### Request 1
Answer these from the post below:
(a) What was the writer doing in 1990?
(b) Between which months and in what year did text messages lead Qazi Touqeer to win Fame Gurukul?
(c) In which city was Qazi Touqeer ensconced, and which company gave him a contract?

### Page text
####################

[Reader-list] Kashmiri identity and Indian neo-colonialism

Shivam Vij शिवम् विज् mail at shivamvij.com
Sun Aug 31 18:56:05 IST 2008


Summer of discontent

The unrest in the Valley reflects the Kashmiri desire to define its
collective identity on its own terms.

by ANANYA JAHANARA KABIR
http://www.hindu.com/mag/2008/08/31/stories/2008083150020100.htm

With the Kashmir Valley ablaze with curfews, funeral and memorandum
processions, CRPF firing, and sloganeering, there is one comment all
Kashmiris I know are making: "It's like the 1990s all over again". For
the rest of us beyond the Pir Panjal, it is not only like the 1990s —
it is actually worse. In 1990, I was a college student caught up in a
world of admissions abroad, parties in Calcutta, exams. The momentous
events during that period in Kashmir are only faintly etched in my
memory as a passing image on the TV screen, a fleeting black and white
photo in a newspaper. The young guns of the Azaadi movement back then
were my contemporaries, but our worlds could not have been more
different. That divergence always struck me retrospectively when I
talked to Kashmiris of my age group 15 years on, in the course of my
research in the Valley: What contrasting lives we led during our late
teens and early twenties!
The great divide

I have been ashamed of that gulf between metropolitan India and
Srinagar in the early 1990s. I excused it to technological determinism
of sorts: That was the eve of economic liberalisation and the cable TV
boom in India. It was the time before NDTV 24x7, before Internet,
blogging and YouTube. Could we help not knowing? Nearly two decades
have passed, and in the interim, India has changed considerably, as
have modes of communication across the world. The Valley's
administrative and infrastructural entanglement with the nation has
been tightened by the webs of pleasure and entertainment now thrown
across India and diasporic South Asian communities by the seductive
worlds of saas-bahu serials, reality TV, cheerleaders and the Twenty20
series... the list could go on. At the same time, while in the 1980s
young Kashmiris sought adventure by crossing the LOC and wielding the
Kalashnikov, their counterparts in the 2000s have courted the camera
for fame.

Thus, between July and October 2005, millions of text messages from
across India led Kashmiri Qazi Touqeer to win Fame Gurukul. Qazi, who
had grown up mimicking Indian film heroes in the Mughal Gardens of
Srinagar in front of a video camera, was ensconced in Mumbai with a
fat contract with Sony Television, marketed and adored as India's new
small-town hero. Even his mock-defiant response "hero, main hoon hero"
to simulated gunfire and a soldier's barked orders failed to remind
viewers that Srinagar was not the average small town. The President
lauded him as the Valley's "own hero"; commentators hailed him as
bringing Jammu and Kashmir into the "national mainstream". Qazi's
heroism was so much more palatable than that of the angry young men of
1989. Within Kashmir, he catalysed intense public discussions about
Kashmiriness, Muslimness, and the basic appropriateness of a Kashmiri
winning Fame Gurukul. Did "mainstream" India notice? It was happy to
clap Qazi on. Simultaneously, it bayed for the blood of Afzal Guru, a
Kashmiri scapegoat to the cause of "security". We prefer our Kashmiris
all-singing, all-dancing: a dubious improvement from when our
Bollywood heroes sang and danced on a landscape airbrushed of
Kashmiris.

####################

### Request 2
Return every line in the records below that contains the string "upper". Case counts.

####################

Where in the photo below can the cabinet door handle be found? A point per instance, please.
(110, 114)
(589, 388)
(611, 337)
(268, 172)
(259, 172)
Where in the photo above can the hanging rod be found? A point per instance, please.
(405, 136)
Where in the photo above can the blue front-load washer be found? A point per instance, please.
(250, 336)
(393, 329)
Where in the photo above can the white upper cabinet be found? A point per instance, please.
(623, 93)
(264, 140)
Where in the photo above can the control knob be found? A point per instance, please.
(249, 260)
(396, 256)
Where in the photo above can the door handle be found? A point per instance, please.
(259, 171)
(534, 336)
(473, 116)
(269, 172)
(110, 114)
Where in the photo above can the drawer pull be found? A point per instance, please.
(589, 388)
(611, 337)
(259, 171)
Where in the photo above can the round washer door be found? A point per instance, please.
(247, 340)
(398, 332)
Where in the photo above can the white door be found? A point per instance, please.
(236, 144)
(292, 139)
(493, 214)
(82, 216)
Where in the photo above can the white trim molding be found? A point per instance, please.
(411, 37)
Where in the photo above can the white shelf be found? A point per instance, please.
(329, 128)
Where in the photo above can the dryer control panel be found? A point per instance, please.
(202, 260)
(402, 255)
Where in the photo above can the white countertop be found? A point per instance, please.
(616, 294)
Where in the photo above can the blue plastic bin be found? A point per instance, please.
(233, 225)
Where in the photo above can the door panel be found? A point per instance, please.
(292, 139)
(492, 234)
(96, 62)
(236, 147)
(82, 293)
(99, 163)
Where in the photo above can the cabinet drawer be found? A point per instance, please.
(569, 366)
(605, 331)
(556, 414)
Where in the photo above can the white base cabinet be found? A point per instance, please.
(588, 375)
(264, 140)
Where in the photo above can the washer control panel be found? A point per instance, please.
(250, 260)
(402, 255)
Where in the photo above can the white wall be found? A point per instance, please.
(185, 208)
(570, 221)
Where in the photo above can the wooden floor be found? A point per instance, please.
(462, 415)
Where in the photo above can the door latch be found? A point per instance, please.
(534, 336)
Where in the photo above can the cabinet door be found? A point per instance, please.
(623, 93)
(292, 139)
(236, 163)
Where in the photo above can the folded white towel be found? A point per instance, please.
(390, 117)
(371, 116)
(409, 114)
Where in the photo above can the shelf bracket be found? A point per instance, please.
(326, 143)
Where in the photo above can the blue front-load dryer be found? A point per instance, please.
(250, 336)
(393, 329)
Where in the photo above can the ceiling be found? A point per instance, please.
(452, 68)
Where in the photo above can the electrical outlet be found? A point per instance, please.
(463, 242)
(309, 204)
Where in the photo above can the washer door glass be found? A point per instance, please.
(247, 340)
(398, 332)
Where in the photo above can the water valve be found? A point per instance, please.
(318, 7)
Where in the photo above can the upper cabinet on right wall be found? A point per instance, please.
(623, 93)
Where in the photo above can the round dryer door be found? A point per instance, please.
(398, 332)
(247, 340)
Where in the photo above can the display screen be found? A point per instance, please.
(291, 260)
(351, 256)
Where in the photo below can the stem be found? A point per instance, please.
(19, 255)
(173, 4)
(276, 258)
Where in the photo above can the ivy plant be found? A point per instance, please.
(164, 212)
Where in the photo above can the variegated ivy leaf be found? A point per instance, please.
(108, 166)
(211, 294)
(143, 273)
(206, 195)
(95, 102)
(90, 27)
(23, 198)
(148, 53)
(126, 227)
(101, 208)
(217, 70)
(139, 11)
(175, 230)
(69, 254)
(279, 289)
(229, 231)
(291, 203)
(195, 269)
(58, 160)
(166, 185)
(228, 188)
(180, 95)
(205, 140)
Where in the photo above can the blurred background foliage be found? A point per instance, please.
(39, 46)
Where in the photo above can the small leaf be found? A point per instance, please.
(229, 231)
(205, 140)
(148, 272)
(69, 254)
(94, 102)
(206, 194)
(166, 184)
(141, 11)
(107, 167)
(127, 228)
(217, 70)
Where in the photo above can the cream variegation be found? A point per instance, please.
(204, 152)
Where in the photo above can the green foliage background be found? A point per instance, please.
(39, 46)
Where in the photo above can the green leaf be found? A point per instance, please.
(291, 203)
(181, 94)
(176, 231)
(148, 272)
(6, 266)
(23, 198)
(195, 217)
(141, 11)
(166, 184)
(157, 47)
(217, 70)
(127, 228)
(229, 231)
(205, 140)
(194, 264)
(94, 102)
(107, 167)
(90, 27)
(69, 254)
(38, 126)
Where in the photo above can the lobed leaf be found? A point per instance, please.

####################

### Correct answer 1
(a) The writer was a college student caught up in admissions abroad, parties in Calcutta, and exams.
(b) Between July and October 2005.
(c) Mumbai, with a contract from Sony Television.

### Correct answer 2
Where in the photo above can the white upper cabinet be found? A point per instance, please.
Where in the photo above can the upper cabinet on right wall be found? A point per instance, please.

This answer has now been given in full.